***** PAGE TEXT *****

Governments everywhere are increasingly interested in assessing the effects of their policies and the effectiveness of public institutions. Competition policy is no exception. Competition agencies affect the economy by taking decisions on mergers and allegedly anticompetitive behavious under competition law. Through their advocacy activities they can influence policy making and this have an impact on specific sectors and on the economy as a whole. Furthermore, they are often called to show the impact that their enforcement and advocacy activities have on the affected markets and on consumers, as well as more widely on macro-economic variables.
From 2012 to 2016, the Evaluation of competition interventions was one of the strategic priorities of the OECD’s Competition Committee work. Through discussions, roundtables and workshops the OECD has gathered evidence of existing best practices in this area and has tried to expand the range of techniques that can be used.
Broad categories studied and resulting outputs
The OECD work on improving the methods to measure the effects of competition interventions focused on three broad categories:
The in-depth analysis of each category allowed us to come up with three specific publications to address the issues under study.
Evaluation for accountability and the Guide on Impact Assessment
Competition authorities, like other public bodies, need to regularly report about their activities to government, the public and other stakeholders typically on an annual basis.
Increasingly, such authorities are interested in providing measures of the expected 'impact' on consumers of the decisions on mergers and antitrust infrigements they took over the period under examination. These measures allow them to present in a concise manner the contribution that their work brings to society.
To help competition authorities in quantifying the value of their work the OECD has developed a simple methodology that authorities could refer to, when carrying out an impact assessment of their most recent activities. This methodology, together with examples and suggestions on how to present its results are illustrated in the Guide on competition impact assessment.
Ex-post evaluation of specific competition enforcement interventions and the Reference Guide
The challenge faced by competition agencies when enforcing competition law is enormous. With limited information, resources and time, these agencies must evaluate the likely competitive impact of unprecedented changes in how markets operate and whether their interventions/non-interventions would lead to better market outcomes. The periodic ex post analysis of the actual effects of enforcement decisions a few years after these are taken is a tool that can help agencies better understand the impact of their interventions and to improve future decision making.
Some competition agencies are undertaking them many more are interested in starting to. To support them in this endeavour the OECD has published a Reference Guide that provides an introduction to the topic, as well as numerous examples and extensive references to the work done so far in this area.
Evaluation of broader impact on the economy and the Factsheet
Ultimately, competition policy should be justified by its beneficial effects on the economy and on consumers’ welfare (for example, its effects on growth, innovation, and employment).
The links between competition policy interventions and macro-economic variables are not always well understood. However, there is strong evidence demonstrating that more competitive industries typically have higher rates of productivity growth, and that less competitive sectors are slower to innovate.
The OECD has published a Factsheet that illustrates the links between competition and macroeconomic outcomes and presents the most recent academic analysis in this area.

*****

| EXERCISE TASK A |
Answer these questions using the text on competition evaluation:
(i) During which years was the evaluation of competition interventions a strategic priority of the OECD Competition Committee?
(ii) How often do competition authorities typically report on their activities?
(iii) What does the OECD Factsheet illustrate?
| EXERCISE TASK B |
Decide whether each statement agrees with the text on competition evaluation, and support each yes or no with the deciding words from that text.
(i) The OECD Reference Guide includes numerous examples.
(ii) The links between competition policy interventions and macro-economic variables are always well understood.
(iii) Less competitive sectors are quicker to innovate.
| EXERCISE TASK C |
According to the text on competition evaluation, why is periodic ex post analysis of enforcement decisions useful to competition agencies? Answer in one to three sentences.
The items after this point are not needed.

***** INFORMATION SHOWN *****

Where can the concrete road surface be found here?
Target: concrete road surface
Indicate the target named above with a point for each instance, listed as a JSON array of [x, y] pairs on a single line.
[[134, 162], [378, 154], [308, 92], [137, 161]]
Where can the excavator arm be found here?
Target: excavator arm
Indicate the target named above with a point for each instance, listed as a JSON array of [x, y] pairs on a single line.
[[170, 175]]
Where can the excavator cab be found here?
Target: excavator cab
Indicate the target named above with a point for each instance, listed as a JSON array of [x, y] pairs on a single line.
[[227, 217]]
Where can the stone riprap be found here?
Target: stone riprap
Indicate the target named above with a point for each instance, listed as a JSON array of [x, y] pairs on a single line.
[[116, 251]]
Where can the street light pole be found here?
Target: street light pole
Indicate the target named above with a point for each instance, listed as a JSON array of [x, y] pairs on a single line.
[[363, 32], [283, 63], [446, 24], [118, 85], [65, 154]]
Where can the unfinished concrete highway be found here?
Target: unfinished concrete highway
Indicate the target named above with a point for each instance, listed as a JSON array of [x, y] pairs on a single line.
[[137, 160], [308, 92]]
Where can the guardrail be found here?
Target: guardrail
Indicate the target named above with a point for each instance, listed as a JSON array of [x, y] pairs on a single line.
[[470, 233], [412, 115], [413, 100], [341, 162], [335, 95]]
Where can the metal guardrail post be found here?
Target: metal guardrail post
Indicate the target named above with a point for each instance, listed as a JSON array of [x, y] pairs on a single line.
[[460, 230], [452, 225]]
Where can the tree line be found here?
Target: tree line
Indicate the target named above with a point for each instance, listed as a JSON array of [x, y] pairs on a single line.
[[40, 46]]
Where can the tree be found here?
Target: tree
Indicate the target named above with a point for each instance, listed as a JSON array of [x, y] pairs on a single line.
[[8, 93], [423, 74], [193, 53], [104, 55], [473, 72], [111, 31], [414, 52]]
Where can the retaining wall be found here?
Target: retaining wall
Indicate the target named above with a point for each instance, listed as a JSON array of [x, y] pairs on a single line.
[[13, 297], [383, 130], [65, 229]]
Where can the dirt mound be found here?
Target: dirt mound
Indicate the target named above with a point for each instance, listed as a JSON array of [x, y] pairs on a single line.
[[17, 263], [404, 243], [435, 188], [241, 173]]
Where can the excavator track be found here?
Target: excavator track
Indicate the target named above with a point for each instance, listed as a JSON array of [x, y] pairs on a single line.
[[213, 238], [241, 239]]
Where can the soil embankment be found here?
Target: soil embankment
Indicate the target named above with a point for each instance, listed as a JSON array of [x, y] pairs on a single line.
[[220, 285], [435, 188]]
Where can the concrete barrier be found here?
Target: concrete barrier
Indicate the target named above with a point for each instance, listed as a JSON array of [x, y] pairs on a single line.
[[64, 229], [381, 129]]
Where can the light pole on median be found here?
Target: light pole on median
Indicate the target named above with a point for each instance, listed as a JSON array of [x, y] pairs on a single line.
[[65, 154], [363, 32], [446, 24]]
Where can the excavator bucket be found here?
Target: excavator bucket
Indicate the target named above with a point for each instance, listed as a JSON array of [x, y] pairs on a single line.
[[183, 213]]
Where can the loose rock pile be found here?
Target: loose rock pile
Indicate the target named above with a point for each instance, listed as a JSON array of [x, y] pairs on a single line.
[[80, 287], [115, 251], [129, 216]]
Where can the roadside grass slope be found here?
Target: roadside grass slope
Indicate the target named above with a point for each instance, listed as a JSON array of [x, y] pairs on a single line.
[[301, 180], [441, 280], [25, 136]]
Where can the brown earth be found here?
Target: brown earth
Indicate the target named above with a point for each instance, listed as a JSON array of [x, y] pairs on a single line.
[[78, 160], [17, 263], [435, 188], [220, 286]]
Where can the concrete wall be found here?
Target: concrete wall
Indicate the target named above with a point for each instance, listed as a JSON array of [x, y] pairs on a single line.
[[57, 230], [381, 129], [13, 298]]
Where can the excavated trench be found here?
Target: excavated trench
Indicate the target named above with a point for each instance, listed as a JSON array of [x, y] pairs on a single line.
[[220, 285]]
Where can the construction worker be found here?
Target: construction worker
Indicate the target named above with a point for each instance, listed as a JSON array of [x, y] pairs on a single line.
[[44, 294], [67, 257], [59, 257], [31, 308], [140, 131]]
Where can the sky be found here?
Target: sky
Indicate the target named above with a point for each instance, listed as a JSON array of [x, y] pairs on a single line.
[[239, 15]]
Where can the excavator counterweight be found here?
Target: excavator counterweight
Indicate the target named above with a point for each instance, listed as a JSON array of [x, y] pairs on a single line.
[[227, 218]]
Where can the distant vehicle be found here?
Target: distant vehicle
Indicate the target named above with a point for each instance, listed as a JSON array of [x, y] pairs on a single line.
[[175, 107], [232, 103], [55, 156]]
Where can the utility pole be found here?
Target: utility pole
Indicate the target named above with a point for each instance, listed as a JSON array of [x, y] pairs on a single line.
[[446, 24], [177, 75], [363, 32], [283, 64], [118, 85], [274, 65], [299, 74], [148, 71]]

*****

| TASK SOLUTION A |
(i) From 2012 to 2016.
(ii) Typically once a year.
(iii) The links between competition and macroeconomic outcomes. It also presents the most recent academic analysis in that area.

| TASK SOLUTION B |
(i) Yes: "provides an introduction to the topic, as well as numerous examples and extensive references to the work done so far in this area"
(ii) No: "The links between competition policy interventions and macro-economic variables are not always well understood."
(iii) No: "less competitive sectors are slower to innovate"

| TASK SOLUTION C |
Agencies must judge the likely competitive impact of their interventions with limited information, resources and time. Analyzing the actual effects of enforcement decisions a few years after they are taken helps agencies better understand the impact of their interventions and improve future decision making.